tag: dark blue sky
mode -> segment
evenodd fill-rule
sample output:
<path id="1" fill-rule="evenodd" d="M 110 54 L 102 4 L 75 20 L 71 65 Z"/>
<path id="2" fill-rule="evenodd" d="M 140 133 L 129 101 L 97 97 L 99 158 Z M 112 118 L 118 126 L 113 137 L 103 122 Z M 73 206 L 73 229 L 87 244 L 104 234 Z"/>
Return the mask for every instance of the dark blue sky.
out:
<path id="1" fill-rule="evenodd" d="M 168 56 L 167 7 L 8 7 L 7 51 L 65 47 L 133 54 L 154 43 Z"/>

-----

### Short exercise
Which lines of the records contain the string "fill"? Return each of those lines in full, treating uppercase and lowercase as different.

### Solution below
evenodd fill-rule
<path id="1" fill-rule="evenodd" d="M 110 54 L 102 4 L 75 20 L 71 65 Z"/>
<path id="2" fill-rule="evenodd" d="M 140 133 L 129 101 L 97 97 L 99 158 Z M 112 118 L 118 126 L 113 137 L 103 122 Z M 73 206 L 73 229 L 87 244 L 104 234 Z"/>
<path id="1" fill-rule="evenodd" d="M 168 56 L 167 7 L 8 7 L 7 51 L 65 47 L 133 54 L 154 43 Z"/>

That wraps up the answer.